Exercices:
1. Traduisez en anglais cette phrase de l’extrait sur l’affaire Enron : « Mais, pour Andersen, la descente aux enfers s’amorce en décembre, après la déclaration de faillite d’Enron. »
2. Pour chacune des affirmations suivantes, indiquez par oui ou par non si elle concorde avec l’extrait sur l’affaire Enron, en citant les mots du texte qui le justifient : (a) la faillite d’Enron est déclarée le 2 décembre ; (b) Enron annonce un bénéfice net pour le troisième trimestre ; (c) les fonds impliqués dans les transactions douteuses ont été créés par le président du groupe.

Extrait du texte:
--
Du 2 décembre 2001 au 14 janvier 2002 : un ciel qui devient lourd de menaces

3Le scandale Enron éclate le 16 octobre 2001, quand les dirigeants du groupe annoncent une perte nette de 618 millions de $ pour le troisième trimestre, dûe à une charge exceptionnelle liée à certains investissements, et révèlent, en même temps, que 1,2 milliard de $ du capital de la firme est parti en fumée à cause de transactions douteuses opérées avec des fonds créés par son propre directeur financier. Mais, pour Andersen, la descente aux enfers s’amorce en décembre, après la déclaration de faillite d’Enron. Celle-ci est déclarée le 2 décembre et, dès le 4, l’idée commence à émerger que Andersen, l’auditeur d’Enron, pourrait y avoir une part de responsabilité : est-il possible, alors qu’il semblerait que Enron ait bafoué les règles les plus élémentaires de la comptabilité, que son auditeur n’ait rien remarqué ?

4Cependant les choses n’apparaissent pas encore dramatiques.
--
Données fournies:
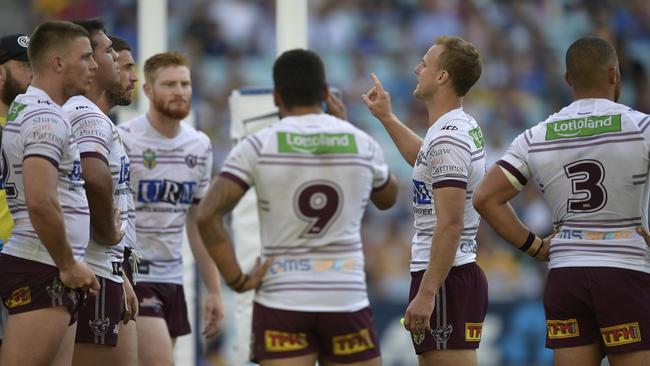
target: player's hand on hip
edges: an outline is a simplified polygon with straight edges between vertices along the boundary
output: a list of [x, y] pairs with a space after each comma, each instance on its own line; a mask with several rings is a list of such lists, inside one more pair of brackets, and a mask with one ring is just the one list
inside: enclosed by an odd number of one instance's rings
--
Réponses attendues:
1. But for Andersen, the descent into hell begins in December, after Enron’s declaration of bankruptcy.

2.
(a) Oui : « Celle-ci est déclarée le 2 décembre ».
(b) Non : « une perte nette de 618 millions de $ pour le troisième trimestre ».
(c) Non : « des fonds créés par son propre directeur financier ».